# Task details:
A word-for-word copy of the data, with no images, is the required answer.

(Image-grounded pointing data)

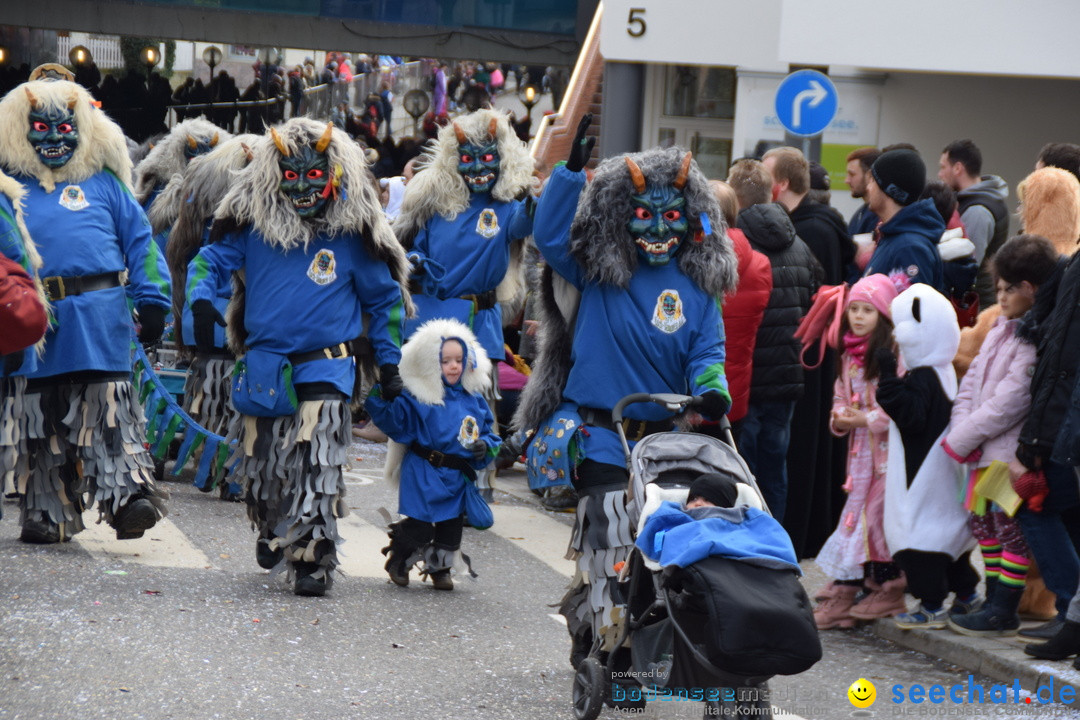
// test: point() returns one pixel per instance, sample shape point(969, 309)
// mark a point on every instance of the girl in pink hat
point(855, 554)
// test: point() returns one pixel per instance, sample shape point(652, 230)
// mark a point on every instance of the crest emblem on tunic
point(469, 432)
point(323, 269)
point(488, 223)
point(72, 198)
point(669, 315)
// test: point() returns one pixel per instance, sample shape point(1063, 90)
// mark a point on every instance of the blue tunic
point(661, 335)
point(427, 492)
point(299, 300)
point(85, 229)
point(13, 247)
point(473, 249)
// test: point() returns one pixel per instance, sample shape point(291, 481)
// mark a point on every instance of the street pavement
point(184, 624)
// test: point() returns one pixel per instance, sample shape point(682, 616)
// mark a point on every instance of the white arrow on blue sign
point(806, 103)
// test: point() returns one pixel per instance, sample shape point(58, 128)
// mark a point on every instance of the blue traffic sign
point(806, 103)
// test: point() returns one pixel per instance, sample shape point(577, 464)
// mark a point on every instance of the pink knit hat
point(876, 289)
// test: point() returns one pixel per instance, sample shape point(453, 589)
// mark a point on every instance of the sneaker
point(966, 606)
point(921, 617)
point(442, 580)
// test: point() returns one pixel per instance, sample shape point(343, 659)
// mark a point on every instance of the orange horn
point(636, 175)
point(280, 143)
point(684, 171)
point(324, 141)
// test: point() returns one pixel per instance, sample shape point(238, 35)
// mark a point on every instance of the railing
point(105, 50)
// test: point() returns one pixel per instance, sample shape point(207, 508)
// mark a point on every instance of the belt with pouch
point(58, 287)
point(334, 352)
point(635, 430)
point(437, 459)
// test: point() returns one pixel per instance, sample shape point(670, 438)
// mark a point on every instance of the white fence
point(105, 50)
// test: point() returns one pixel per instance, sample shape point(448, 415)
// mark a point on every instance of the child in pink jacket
point(989, 409)
point(855, 554)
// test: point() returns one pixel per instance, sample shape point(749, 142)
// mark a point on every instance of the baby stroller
point(714, 630)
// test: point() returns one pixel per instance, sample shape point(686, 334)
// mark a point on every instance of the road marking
point(162, 546)
point(541, 537)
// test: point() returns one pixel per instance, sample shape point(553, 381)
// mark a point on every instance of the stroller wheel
point(589, 690)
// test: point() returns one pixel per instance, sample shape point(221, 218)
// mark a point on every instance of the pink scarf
point(854, 347)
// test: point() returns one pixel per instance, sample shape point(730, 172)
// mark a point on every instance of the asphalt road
point(184, 624)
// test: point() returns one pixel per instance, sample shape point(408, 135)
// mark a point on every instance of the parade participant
point(167, 159)
point(459, 222)
point(204, 182)
point(445, 426)
point(23, 323)
point(83, 424)
point(645, 247)
point(304, 223)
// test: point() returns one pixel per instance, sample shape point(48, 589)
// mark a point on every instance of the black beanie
point(901, 174)
point(718, 489)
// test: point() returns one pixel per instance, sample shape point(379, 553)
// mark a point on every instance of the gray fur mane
point(599, 241)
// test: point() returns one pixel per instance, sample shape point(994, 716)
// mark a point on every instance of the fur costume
point(310, 285)
point(643, 327)
point(439, 220)
point(922, 506)
point(83, 436)
point(172, 153)
point(107, 151)
point(440, 417)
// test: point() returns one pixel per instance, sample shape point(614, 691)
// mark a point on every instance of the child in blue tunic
point(444, 428)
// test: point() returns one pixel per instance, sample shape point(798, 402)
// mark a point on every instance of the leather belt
point(58, 287)
point(635, 430)
point(340, 350)
point(437, 459)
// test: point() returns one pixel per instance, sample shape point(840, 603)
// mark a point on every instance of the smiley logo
point(862, 693)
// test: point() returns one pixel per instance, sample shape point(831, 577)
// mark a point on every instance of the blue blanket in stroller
point(675, 537)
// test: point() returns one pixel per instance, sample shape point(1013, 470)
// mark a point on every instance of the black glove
point(713, 405)
point(151, 321)
point(204, 315)
point(887, 363)
point(390, 381)
point(582, 147)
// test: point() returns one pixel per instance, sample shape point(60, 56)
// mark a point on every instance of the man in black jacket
point(777, 381)
point(813, 452)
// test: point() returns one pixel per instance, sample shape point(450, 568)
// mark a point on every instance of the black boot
point(997, 619)
point(1060, 647)
point(135, 518)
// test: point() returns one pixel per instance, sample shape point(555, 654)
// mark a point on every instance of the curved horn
point(684, 172)
point(280, 143)
point(636, 175)
point(324, 141)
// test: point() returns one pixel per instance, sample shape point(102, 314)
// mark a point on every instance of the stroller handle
point(670, 401)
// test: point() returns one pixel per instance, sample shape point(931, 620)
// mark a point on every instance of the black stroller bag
point(744, 619)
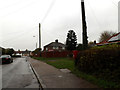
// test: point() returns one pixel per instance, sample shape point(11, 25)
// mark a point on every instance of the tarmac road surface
point(18, 75)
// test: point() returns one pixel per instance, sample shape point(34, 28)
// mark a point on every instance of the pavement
point(51, 77)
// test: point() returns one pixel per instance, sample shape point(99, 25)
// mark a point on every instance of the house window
point(46, 49)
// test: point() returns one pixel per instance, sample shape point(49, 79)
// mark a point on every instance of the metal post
point(84, 27)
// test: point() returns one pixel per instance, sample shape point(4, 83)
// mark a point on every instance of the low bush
point(102, 62)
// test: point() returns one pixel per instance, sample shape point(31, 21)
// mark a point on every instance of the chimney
point(56, 40)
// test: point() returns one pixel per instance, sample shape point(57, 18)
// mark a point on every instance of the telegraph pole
point(39, 35)
point(84, 26)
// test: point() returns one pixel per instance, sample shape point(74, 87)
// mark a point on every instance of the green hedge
point(101, 61)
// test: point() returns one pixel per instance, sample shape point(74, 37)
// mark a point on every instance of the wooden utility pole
point(39, 35)
point(84, 26)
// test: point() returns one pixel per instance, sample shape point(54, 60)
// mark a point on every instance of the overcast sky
point(19, 20)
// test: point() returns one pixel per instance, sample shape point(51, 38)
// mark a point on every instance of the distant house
point(113, 39)
point(22, 53)
point(54, 46)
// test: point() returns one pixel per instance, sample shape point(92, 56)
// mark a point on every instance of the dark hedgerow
point(102, 62)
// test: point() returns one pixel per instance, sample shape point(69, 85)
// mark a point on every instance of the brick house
point(113, 39)
point(55, 49)
point(54, 46)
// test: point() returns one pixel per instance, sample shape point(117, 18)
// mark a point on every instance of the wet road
point(18, 75)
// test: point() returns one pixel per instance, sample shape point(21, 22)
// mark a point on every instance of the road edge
point(37, 76)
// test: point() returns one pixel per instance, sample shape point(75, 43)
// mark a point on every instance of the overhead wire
point(48, 11)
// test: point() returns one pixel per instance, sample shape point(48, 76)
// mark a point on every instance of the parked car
point(6, 59)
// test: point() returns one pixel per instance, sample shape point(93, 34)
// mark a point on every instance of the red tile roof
point(113, 39)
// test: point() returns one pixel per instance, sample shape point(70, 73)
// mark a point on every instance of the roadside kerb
point(37, 76)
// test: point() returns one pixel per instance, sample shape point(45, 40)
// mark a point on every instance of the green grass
point(62, 63)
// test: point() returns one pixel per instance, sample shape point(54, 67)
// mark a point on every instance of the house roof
point(55, 44)
point(113, 39)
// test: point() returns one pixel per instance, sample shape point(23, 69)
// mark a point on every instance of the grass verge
point(62, 63)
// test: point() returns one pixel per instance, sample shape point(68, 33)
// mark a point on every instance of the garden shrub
point(101, 61)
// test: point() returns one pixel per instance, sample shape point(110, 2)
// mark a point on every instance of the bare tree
point(105, 35)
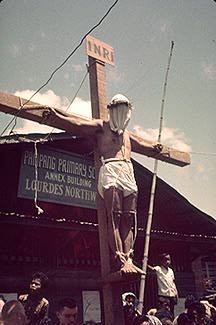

# Task answer:
// test: point() returns one pixel per instance, sample shape point(969, 309)
// mark a point on every instance of the girl in pink hat
point(855, 554)
// test: point() returns one pixel per instance, sample shape point(652, 230)
// mark a point on every instance of the crest emblem on tunic
point(469, 432)
point(323, 269)
point(488, 223)
point(72, 198)
point(669, 315)
// test: point() returns one pixel per instance, sample shape point(1063, 90)
// mark a point on every instance of the blue tunic
point(661, 335)
point(427, 492)
point(299, 300)
point(85, 229)
point(13, 247)
point(473, 249)
// test: point() returns one pixel per instance, sample shape point(291, 481)
// mark a point on every instance of the street pavement
point(184, 624)
// test: point() returns one pixel per instance, sample shape point(682, 616)
// mark a point on every instance of the white arrow on blue sign
point(806, 103)
// test: point() returns one pixel per instance, sample shape point(58, 128)
// mark a point on every instance of the blue traffic sign
point(806, 103)
// test: point() returns one pixel per instance, sample shape point(577, 464)
// mark a point on every instance of the pink knit hat
point(876, 289)
// test: point() returns one pixel per instance, sample shape point(453, 589)
// mark a point on every instance of the sneaker
point(966, 606)
point(921, 617)
point(442, 580)
// test: point() returns one pixel per instance, sample shape point(343, 659)
// mark a point on every instance of the orange horn
point(636, 175)
point(280, 143)
point(684, 171)
point(324, 141)
// test: point() returns one pixel per instance, sample shape point(238, 35)
// mark a point on every instance of the railing
point(105, 50)
// test: point() returns one pixel per instance, sample shape point(207, 508)
// mark a point on every instance of the belt with pouch
point(58, 287)
point(334, 352)
point(635, 430)
point(437, 459)
// test: point() returns one pixel per instance, sample shape point(670, 438)
// mark a point on every instance of the white fence
point(105, 50)
// test: point() returns one pixel per instance, sample shape point(448, 415)
// mark a point on every instance of the child in pink jacket
point(989, 409)
point(855, 554)
// test: point() returns one pixel per instance, sample shape point(749, 142)
// mark a point on every instance of the baby stroller
point(714, 630)
// test: point() returns one pixel per instance, sample shape point(686, 334)
// mark a point on every instance of the road marking
point(162, 546)
point(541, 537)
// test: point() returns one pixel per instance, sample shape point(553, 381)
// mark a point on every instance of the stroller wheel
point(589, 690)
// test: point() returns one pixel per instance, sample shape point(221, 218)
// mark a point on every instance of the pink scarf
point(854, 347)
// test: point() returns one pixel per instance, sample shape point(730, 172)
// mark a point on every instance of the asphalt road
point(184, 624)
// test: point() returns one pixel per instance, sample shape point(408, 135)
// mark a point on every instance of the parade participant
point(167, 159)
point(459, 222)
point(204, 182)
point(445, 426)
point(23, 323)
point(83, 424)
point(645, 247)
point(304, 223)
// test: point() returns one pixel per instance, sample shape point(48, 589)
// mark a point on every instance of the black beanie
point(901, 174)
point(718, 489)
// test: point() returns one pixel per instance, sample shape point(379, 553)
// mark a point on every instance of the gray fur mane
point(599, 241)
// test: point() returns one pixel per instance, sample shape point(994, 716)
// mark a point on every instance of the fur costume
point(310, 285)
point(643, 327)
point(439, 220)
point(922, 506)
point(83, 436)
point(172, 153)
point(107, 151)
point(440, 417)
// test: point() returns one pixel per instance, sample shape point(614, 691)
// mark a point on every instance of the child in blue tunic
point(444, 428)
// test: point() returns one pixel per instance, sample shape point(798, 402)
// mark a point on every instance of the leather belt
point(58, 287)
point(635, 430)
point(340, 350)
point(437, 459)
// test: point() returns one pixel per instance, sample shape point(840, 603)
// mark a point on every instance of the smiley logo
point(862, 693)
// test: point() returns one pixel per instance, sample shape point(831, 577)
// mark a point on every instance of the blue blanket in stroller
point(675, 537)
// test: point() returns one pixel per instance, sample shape point(1013, 470)
// mark a point on every instance of the black glove
point(713, 405)
point(151, 321)
point(204, 315)
point(887, 363)
point(390, 381)
point(582, 147)
// test: point() returns one pixel per instance, sample shape point(60, 56)
// mark a point on every instance of the man in black jacket
point(777, 381)
point(813, 452)
// test: point() returns one pixel per instance, sample shape point(450, 568)
// mark a point on every instance of the black boot
point(997, 619)
point(1060, 647)
point(135, 518)
// test: point() returns one pixel per instance, sample shape point(555, 654)
// mark a point on every instance of the curved horn
point(684, 172)
point(280, 143)
point(636, 175)
point(324, 141)
// test: point() returns one pixel per instance, sample shape point(102, 314)
// mark a point on every instance of the stroller handle
point(670, 401)
// test: point() returns one pixel per instance, sample shape point(931, 620)
// mark a point on every instance of the black stroller bag
point(744, 619)
// test: point() returns one pixel per instance, sample shape point(11, 25)
// mark a point on every instance of the tarmac road surface
point(18, 75)
// test: point() returns one pixel per instance, sample shape point(34, 28)
// mark a point on every instance of the pavement
point(51, 77)
// test: point() returns one pixel per instance, sample shape point(99, 25)
// mark a point on every instance of the house window
point(46, 49)
// test: point() returns one pixel per instance, sample shape point(49, 79)
// mark a point on every instance of the metal post
point(84, 27)
// test: point() returns one pixel per instance, sample shape point(4, 83)
// mark a point on every instance of the low bush
point(102, 62)
// test: point() returns one pixel per instance, sample shape point(31, 21)
// mark a point on every instance of the chimney
point(56, 40)
// test: point() returns one pixel per instance, sample shape point(57, 18)
// mark a point on every instance of the telegraph pole
point(39, 35)
point(84, 26)
// test: point() returns one pixel per instance, sample shape point(74, 87)
// mark a point on every instance of the green hedge
point(101, 61)
// test: point() returns one pixel per instance, sample shape point(74, 37)
// mark a point on every instance of the wooden utility pole
point(39, 35)
point(84, 26)
// test: point() returns one pixel per instance, sample shape point(54, 60)
// mark a point on every instance of the overcast sky
point(19, 20)
// test: point() returns one pixel per instance, sample shape point(51, 38)
// mark a point on every instance of the distant house
point(113, 39)
point(22, 53)
point(54, 46)
// test: point() returns one pixel per instance, sample shape point(92, 56)
// mark a point on every instance of the dark hedgerow
point(102, 62)
// test: point() returns one pixel per instance, sample shape point(69, 85)
// mark a point on every instance of the brick house
point(113, 39)
point(55, 49)
point(54, 46)
// test: point() returns one pixel per instance, sample shape point(117, 18)
// mark a point on every instance of the wet road
point(18, 75)
// test: point() returns one pixel per instance, sample shape point(21, 22)
// mark a point on every instance of the road edge
point(37, 76)
// test: point() returns one pixel per instance, sample shape point(75, 43)
// mark a point on every instance of the overhead wire
point(48, 11)
// test: point() returns one pixel per instance, sample shape point(48, 76)
// mark a point on every instance of the parked car
point(6, 59)
// test: point() returns one pixel per instance, sample shape point(93, 34)
// mark a point on every instance of the red tile roof
point(113, 39)
// test: point() returns one pixel per instance, sample shape point(70, 73)
// mark a point on every instance of the roadside kerb
point(37, 76)
// test: point() returns one pixel per instance, sample shape point(45, 40)
// mark a point on every instance of the green grass
point(62, 63)
// test: point() returns one pixel per instance, sample shape point(54, 67)
// mark a point on every instance of the house roof
point(55, 44)
point(113, 39)
// test: point() returns one pixel per instance, sample shape point(23, 69)
// mark a point on every instance of the grass verge
point(62, 63)
// test: point() returns one pixel per instance, sample shape point(68, 33)
// mark a point on every instance of the garden shrub
point(101, 61)
// test: point() returns one pixel per instance, sample shape point(110, 2)
// mark a point on every instance of the bare tree
point(105, 35)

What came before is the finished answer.